- _Assigned task_
For each line of the material, write out an exact copy.

_____

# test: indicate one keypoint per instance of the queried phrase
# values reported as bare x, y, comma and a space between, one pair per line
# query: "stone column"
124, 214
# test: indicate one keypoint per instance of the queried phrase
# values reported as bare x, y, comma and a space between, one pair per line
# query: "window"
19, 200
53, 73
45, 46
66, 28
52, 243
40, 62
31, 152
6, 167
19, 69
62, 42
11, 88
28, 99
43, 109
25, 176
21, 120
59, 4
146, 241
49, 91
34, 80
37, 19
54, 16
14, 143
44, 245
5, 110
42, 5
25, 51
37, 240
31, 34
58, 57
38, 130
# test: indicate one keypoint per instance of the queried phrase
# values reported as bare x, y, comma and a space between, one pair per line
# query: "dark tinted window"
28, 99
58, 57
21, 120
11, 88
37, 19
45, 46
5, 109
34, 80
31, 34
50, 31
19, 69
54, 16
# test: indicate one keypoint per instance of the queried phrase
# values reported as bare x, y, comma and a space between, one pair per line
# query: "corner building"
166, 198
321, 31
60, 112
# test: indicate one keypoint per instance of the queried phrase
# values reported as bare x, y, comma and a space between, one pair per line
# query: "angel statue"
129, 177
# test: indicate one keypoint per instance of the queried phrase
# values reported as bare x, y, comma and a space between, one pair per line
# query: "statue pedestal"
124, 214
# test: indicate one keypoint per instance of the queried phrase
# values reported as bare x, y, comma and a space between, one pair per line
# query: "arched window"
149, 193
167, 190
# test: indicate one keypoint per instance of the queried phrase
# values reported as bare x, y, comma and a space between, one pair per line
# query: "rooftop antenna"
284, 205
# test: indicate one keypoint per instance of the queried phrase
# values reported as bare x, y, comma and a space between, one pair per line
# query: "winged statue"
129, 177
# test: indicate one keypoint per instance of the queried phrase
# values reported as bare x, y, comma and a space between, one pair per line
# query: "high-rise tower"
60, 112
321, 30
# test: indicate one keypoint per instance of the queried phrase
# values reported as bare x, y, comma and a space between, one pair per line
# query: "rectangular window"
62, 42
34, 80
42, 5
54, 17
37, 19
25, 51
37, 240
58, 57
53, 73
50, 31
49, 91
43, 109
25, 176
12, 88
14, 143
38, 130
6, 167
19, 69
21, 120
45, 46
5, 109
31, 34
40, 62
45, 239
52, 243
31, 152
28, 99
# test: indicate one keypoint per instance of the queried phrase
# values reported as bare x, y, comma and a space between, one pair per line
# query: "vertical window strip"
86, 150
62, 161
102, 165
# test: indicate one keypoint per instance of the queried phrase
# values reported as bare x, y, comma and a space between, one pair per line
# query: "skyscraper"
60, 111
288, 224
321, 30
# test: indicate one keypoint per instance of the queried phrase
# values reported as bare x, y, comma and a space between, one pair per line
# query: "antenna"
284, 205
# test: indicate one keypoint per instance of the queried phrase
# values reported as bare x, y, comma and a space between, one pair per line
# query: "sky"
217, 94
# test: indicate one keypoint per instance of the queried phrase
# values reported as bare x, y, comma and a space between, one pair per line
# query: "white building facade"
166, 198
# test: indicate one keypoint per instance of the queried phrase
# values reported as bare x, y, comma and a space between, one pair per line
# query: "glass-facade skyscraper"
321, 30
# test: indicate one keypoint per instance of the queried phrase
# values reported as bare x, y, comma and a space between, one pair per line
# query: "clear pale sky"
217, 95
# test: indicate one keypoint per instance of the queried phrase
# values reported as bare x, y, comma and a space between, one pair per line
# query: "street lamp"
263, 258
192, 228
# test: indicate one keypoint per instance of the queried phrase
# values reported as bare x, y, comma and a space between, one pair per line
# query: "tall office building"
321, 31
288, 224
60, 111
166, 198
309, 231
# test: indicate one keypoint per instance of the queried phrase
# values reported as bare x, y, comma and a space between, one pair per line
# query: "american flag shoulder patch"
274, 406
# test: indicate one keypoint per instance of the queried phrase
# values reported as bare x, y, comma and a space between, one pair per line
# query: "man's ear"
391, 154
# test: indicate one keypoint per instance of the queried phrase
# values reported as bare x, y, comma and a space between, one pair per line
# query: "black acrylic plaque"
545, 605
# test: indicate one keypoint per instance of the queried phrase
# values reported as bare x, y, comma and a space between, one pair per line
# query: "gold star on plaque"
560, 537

_____

- _Response for this exercise_
# test: indicate one keypoint per instance of the queried phrase
# values reported as bare x, y, comma and a space between, one pair per line
# query: "stone column"
124, 214
# test: indicate one keypoint per instance of the queried phrase
# values reported as bare x, y, comma and a space between, one pair per line
# query: "window"
19, 200
53, 73
45, 46
66, 28
52, 243
40, 62
31, 152
6, 167
19, 69
62, 42
11, 88
28, 99
43, 109
25, 176
21, 120
59, 4
146, 241
49, 91
34, 80
37, 19
54, 16
14, 143
44, 245
5, 110
42, 5
25, 51
37, 240
31, 34
58, 57
38, 130
# test: indicate one keypoint per instance of the queried phrase
# values reported as bare x, y, comma and a space between, one pair per line
# query: "dark tinted window"
28, 99
58, 57
21, 120
11, 88
37, 19
45, 46
5, 109
34, 80
31, 34
50, 31
19, 69
54, 16
# test: indicate one keypoint per instance of the queried phrase
# values reported as bare x, y, comma and a space between, one pair per line
# query: "corner building"
166, 198
321, 31
60, 112
# test: indicate one keypoint per instance of the queried phrase
# values reported as bare x, y, comma and a space between, one pair per line
# query: "angel statue"
129, 177
# test: indicate one keypoint per instance of the queried phrase
# values reported as bare x, y, comma and a space between, one pair per line
# query: "statue pedestal"
124, 214
# test: indicate one keypoint per instance of the queried phrase
# values reported as bare x, y, comma and a space between, one pair per line
# query: "arched window"
149, 193
167, 190
# test: indicate one keypoint per instance of the queried phrase
# values reported as bare x, y, comma and a space between, one pair per line
# query: "rooftop antenna"
284, 205
# test: indicate one keypoint per instance of the queried phrase
# values reported as bare x, y, comma and a space between, one pair per line
# query: "winged statue"
129, 177
# test: indicate one keypoint per instance of the queried phrase
# values reported as bare x, y, comma and a space between, one pair per line
# query: "high-rise tower"
60, 112
321, 30
# test: indicate one keypoint per instance of the queried phrase
# values reported as bare x, y, comma and a space between, one pair per line
# query: "rectangular window"
62, 42
34, 80
42, 5
54, 17
37, 19
25, 51
37, 240
58, 57
53, 73
50, 31
49, 91
43, 109
25, 176
12, 88
14, 143
38, 130
6, 167
19, 69
21, 120
45, 46
5, 109
31, 34
40, 62
45, 239
52, 243
31, 152
28, 99
# test: indicate one keypoint per instance of the queried phrase
# values reported as bare x, y, comma and a space between, one pair per line
# query: "vertical window strip"
86, 150
62, 161
102, 165
# test: indicate one keypoint per instance of the queried phrase
# values reported as bare x, y, comma and a space between, one pair per line
# query: "skyscraper"
60, 111
288, 224
321, 30
# test: indicate one keypoint per instance of the queried phrase
# values reported as bare x, y, comma and a space between, one pair per line
# query: "antenna"
284, 205
# test: indicate one keypoint per instance of the queried phrase
# values reported as bare x, y, comma and a space between, one pair per line
# query: "sky"
217, 94
# test: indicate one keypoint per instance of the queried phrase
# values reported as bare x, y, comma and a space between, one pair per line
# query: "white building facade"
166, 198
# test: indicate one keypoint per instance of the queried phrase
# values reported as bare x, y, comma and a space between, one pair per line
# query: "glass-facade skyscraper"
321, 30
# test: indicate one keypoint per instance of the queried phrase
# values reported as bare x, y, comma and a space between, one pair per line
# query: "clear pale sky"
217, 95
# test: indicate one keypoint per instance of the queried phrase
# values reported as bare x, y, comma and a space between, one pair per line
# query: "street lamp"
263, 258
192, 228
# test: indicate one keypoint per instance of the queried phrase
# values reported as bare x, y, comma and a space between, one pair per line
# query: "tall office building"
321, 31
288, 224
60, 111
166, 198
309, 231
# test: indicate one keypoint per instance of the queried phrase
# values reported as bare x, y, comma and a space between, one pair per line
# query: "american flag shoulder patch"
274, 406
# test: indicate one keypoint per instance of the queried phrase
# values reported as bare x, y, comma and a space between, one pair per line
# query: "man's ear"
391, 154
# test: indicate one keypoint per instance of the queried phrase
# values reported as bare x, y, comma and a space between, one pair per line
# query: "black acrylic plaque"
545, 605
# test: indicate one keypoint per instance of the queried phrase
# values reported as bare x, y, comma and a space between, one pair per line
# query: "gold star on plaque"
560, 537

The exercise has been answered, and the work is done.